Saved data entries:
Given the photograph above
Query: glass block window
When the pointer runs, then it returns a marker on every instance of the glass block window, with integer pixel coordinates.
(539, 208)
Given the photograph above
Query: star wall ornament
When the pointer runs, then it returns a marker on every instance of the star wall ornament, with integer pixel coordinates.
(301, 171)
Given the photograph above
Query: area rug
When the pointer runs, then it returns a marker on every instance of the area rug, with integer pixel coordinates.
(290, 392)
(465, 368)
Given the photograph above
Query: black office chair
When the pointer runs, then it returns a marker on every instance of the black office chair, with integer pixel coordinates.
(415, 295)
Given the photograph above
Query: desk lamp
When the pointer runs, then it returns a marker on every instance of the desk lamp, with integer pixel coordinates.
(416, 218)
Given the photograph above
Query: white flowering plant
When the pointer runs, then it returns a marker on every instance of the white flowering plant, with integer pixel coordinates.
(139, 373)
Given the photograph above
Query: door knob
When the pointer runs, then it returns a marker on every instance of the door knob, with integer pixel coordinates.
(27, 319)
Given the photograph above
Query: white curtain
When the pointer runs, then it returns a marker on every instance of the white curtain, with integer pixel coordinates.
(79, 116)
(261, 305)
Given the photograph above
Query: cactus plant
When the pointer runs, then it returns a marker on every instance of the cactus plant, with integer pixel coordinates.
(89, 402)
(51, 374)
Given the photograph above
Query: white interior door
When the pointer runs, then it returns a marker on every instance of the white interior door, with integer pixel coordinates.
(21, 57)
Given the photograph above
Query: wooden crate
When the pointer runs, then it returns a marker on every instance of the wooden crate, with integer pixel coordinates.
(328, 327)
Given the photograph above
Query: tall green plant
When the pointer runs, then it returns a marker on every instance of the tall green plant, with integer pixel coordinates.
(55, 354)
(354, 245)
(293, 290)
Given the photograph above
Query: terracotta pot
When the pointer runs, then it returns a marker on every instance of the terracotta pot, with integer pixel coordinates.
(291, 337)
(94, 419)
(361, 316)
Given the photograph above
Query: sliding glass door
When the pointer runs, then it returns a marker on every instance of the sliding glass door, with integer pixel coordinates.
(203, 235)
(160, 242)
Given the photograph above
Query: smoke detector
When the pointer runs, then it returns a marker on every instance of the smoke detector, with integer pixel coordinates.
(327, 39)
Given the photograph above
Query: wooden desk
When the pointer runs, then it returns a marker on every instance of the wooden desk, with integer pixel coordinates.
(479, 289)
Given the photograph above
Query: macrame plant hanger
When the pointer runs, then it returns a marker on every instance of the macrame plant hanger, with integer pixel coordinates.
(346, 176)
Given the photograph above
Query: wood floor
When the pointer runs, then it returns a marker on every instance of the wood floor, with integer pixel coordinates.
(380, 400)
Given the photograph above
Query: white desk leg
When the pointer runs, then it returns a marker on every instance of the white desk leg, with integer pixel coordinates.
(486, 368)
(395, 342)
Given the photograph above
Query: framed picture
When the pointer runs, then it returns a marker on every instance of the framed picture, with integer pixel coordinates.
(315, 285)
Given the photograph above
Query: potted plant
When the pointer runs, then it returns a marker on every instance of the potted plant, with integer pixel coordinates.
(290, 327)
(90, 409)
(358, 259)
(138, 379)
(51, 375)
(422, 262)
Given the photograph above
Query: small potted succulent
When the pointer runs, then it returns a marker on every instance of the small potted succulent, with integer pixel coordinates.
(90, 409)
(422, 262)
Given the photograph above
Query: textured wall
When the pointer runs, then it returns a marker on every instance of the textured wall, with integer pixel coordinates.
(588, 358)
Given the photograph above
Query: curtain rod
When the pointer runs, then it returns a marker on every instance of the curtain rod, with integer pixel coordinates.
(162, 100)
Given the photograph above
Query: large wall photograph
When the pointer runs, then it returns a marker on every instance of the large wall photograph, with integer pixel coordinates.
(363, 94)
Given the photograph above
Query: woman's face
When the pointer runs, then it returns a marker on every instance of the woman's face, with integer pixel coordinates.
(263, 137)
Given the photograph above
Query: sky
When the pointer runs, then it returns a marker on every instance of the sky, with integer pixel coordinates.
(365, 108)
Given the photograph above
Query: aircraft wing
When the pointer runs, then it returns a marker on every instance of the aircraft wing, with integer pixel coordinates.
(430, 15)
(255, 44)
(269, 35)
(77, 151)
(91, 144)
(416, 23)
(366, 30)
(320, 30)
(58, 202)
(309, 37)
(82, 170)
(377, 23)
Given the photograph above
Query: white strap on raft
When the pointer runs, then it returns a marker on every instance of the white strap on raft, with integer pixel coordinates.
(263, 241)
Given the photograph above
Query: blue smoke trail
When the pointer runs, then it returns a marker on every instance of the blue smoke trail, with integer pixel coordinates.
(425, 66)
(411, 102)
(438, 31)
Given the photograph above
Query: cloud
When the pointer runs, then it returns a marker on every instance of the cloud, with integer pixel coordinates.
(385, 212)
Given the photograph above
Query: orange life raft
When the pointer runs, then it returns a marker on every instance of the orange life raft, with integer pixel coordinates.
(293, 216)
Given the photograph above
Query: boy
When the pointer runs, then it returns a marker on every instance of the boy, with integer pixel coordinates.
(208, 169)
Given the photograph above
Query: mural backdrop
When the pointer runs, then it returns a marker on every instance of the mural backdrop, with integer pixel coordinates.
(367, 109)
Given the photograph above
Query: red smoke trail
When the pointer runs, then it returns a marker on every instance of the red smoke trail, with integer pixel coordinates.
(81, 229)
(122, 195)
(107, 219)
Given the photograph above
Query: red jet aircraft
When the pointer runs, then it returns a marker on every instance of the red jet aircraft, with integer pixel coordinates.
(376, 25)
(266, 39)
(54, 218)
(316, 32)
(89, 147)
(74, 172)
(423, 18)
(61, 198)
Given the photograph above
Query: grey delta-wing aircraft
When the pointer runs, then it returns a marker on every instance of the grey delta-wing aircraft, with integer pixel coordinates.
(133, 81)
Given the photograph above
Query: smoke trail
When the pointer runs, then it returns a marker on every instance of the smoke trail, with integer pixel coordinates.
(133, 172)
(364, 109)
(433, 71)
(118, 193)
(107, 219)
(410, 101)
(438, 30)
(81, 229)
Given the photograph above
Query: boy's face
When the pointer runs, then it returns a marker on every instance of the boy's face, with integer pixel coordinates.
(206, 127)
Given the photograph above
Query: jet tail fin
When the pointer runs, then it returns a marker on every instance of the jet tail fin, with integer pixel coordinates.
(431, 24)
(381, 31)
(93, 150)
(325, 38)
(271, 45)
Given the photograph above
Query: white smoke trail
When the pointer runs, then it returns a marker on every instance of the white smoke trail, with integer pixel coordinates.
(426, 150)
--
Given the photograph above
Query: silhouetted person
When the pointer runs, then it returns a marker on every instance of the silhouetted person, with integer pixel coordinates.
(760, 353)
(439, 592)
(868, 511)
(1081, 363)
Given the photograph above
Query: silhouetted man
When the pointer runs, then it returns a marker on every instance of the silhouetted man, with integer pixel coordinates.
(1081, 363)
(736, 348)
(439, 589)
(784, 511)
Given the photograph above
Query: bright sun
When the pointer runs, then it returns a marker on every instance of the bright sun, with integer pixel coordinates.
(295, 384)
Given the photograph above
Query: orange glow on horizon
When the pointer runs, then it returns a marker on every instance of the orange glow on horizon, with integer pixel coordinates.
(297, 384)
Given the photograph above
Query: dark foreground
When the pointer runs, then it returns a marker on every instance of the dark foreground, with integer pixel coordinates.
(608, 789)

REQUEST
Return every line of the records above that contains the string "crate". Treat case as significant, matching only lines where the letters agree in case.

RESULT
Query: wooden crate
When the pointer runs, then it returns a marker on every instance of the wooden crate, with integer pixel coordinates.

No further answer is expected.